▶ **Written instruction**:
Reproduce all of the records below word for word, leaving out the pictures.

====== Rows

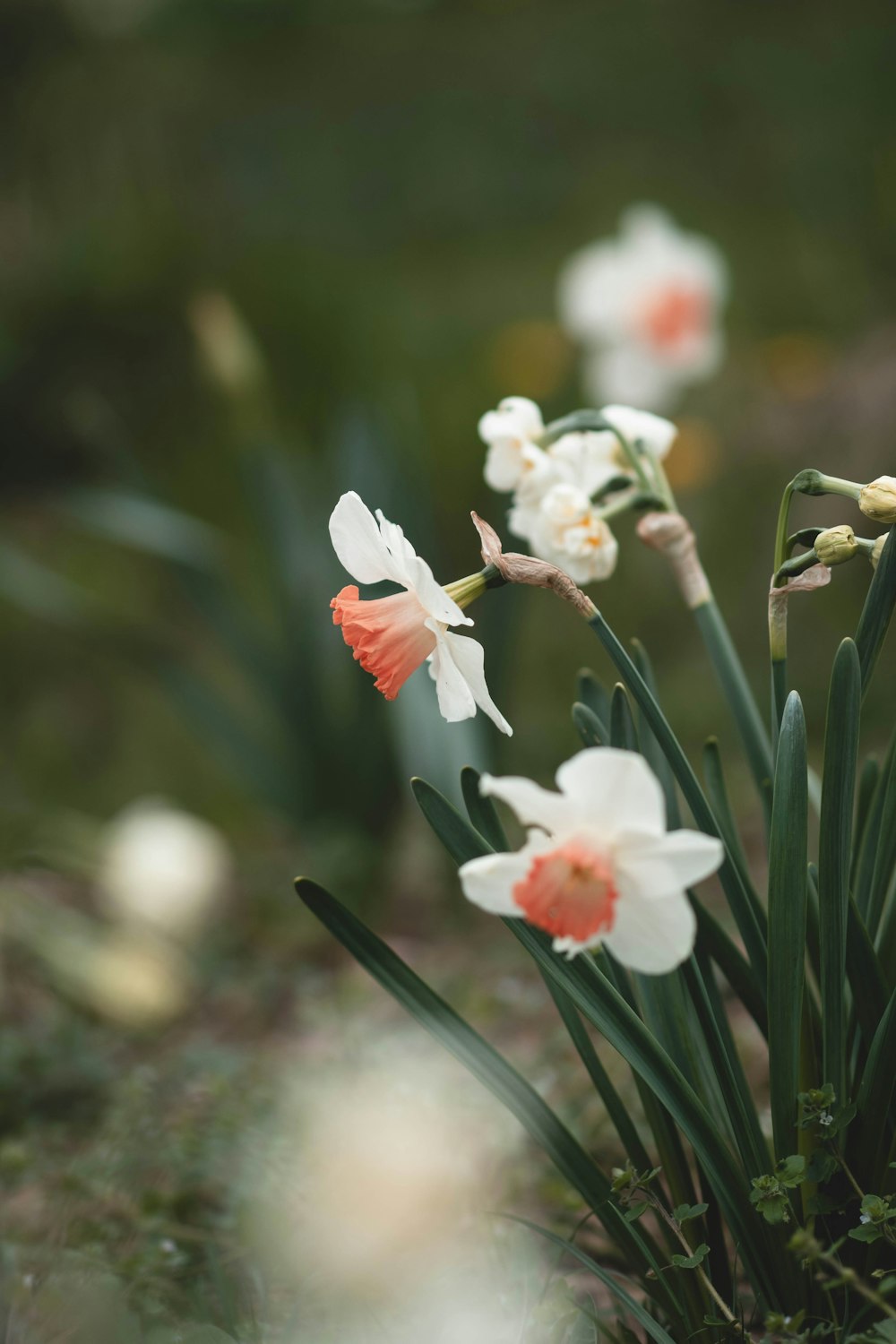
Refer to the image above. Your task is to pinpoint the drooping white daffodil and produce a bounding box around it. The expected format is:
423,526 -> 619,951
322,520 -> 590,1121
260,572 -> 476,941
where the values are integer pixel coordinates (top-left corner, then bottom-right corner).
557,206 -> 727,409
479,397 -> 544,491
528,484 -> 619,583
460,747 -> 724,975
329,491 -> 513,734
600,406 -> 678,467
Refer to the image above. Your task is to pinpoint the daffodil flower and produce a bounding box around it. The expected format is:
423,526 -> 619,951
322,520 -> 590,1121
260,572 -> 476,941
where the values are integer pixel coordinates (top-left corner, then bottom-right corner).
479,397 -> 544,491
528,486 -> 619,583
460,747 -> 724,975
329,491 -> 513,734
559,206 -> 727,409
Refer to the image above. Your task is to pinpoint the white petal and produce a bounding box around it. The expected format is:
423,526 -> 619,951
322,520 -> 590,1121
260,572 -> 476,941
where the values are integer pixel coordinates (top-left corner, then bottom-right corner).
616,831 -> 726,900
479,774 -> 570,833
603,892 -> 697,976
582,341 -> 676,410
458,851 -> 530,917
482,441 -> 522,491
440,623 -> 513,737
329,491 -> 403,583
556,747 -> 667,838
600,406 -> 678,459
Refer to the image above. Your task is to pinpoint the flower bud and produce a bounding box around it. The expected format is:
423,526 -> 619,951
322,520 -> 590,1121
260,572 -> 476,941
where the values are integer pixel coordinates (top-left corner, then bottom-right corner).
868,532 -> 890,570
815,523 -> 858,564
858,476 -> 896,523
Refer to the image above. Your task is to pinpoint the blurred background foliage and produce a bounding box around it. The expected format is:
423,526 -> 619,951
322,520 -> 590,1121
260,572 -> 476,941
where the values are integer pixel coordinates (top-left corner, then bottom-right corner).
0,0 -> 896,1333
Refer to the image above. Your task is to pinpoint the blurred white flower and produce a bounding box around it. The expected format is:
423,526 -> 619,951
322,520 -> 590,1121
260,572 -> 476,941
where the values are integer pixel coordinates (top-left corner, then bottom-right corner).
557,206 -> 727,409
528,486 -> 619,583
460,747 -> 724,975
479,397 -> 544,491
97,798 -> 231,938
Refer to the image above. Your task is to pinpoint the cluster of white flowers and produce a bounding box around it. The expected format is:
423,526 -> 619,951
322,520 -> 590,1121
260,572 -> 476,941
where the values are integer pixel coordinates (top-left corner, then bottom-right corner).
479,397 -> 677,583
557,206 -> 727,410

============

▶ **Exercise response**:
Refer to the image above. Your task is to pinpoint the drooping white daffodil and produce a bounding box around it. The expected format is:
423,526 -> 619,951
322,520 -> 590,1121
260,572 -> 476,941
where the values are integer pixel coordinates (top-left corner, then bottom-right corner).
557,206 -> 727,409
479,397 -> 544,491
528,484 -> 619,583
460,747 -> 724,975
329,491 -> 513,734
600,406 -> 678,467
Refer to the image above. Your task is to pinpoint the daffodil flower and produce a bounding box around it. The expected format is:
423,526 -> 619,951
322,520 -> 590,1121
260,572 -> 476,941
where the values are integer pixel coordinates (top-left corner, then bottom-right corner).
479,397 -> 544,491
528,486 -> 619,583
460,747 -> 724,975
329,491 -> 513,734
559,206 -> 727,409
Refer to the image above. Your task is to pinpoint the white petal and produce a bounding box around it. The expected format is:
423,526 -> 619,951
322,520 -> 590,1121
260,572 -> 476,941
where the values are integer pixel coordinates (top-left corner, then bottom-right corner).
616,831 -> 726,900
479,774 -> 570,833
603,892 -> 697,976
582,341 -> 676,410
458,851 -> 530,917
482,441 -> 522,491
440,623 -> 513,737
329,491 -> 403,583
556,747 -> 667,838
600,406 -> 678,459
Refer to the image above. Your task is to pinpoint the flower bud and produce a bounding box around it. The expected format is:
423,526 -> 619,951
322,520 -> 590,1121
260,572 -> 476,941
where the values are integer pixel coordinates (top-left corner, then bottom-right corner).
868,532 -> 890,570
815,523 -> 858,564
858,476 -> 896,523
Refer to the image above. Your task is to pinpoint the blurred background foliage and produce a bounding box around it. The expected format is:
423,526 -> 619,951
322,520 -> 590,1121
260,572 -> 476,941
where the values are integer pixel coordinates (top-left corner, then bottom-right corner).
0,0 -> 896,1333
Refer to the image above. Your task is to pinpoint the blurred white flower and produce a bounding box around it. The expected format is:
423,526 -> 619,951
322,520 -> 590,1121
260,572 -> 476,941
where the values are integer pixel coordinates (top-left corner, then bottom-right corner).
557,206 -> 727,409
528,486 -> 619,583
460,747 -> 724,975
479,397 -> 544,491
97,798 -> 231,938
Refer to the image above. Your task is to pinpoint the cluster of white flowers and produce a bounding box around it. The expected format is:
423,526 -> 619,951
322,520 -> 590,1121
260,572 -> 476,941
where the values are integer pixel coordinates (top-left corner, then bottom-right corner).
479,397 -> 677,583
557,206 -> 727,410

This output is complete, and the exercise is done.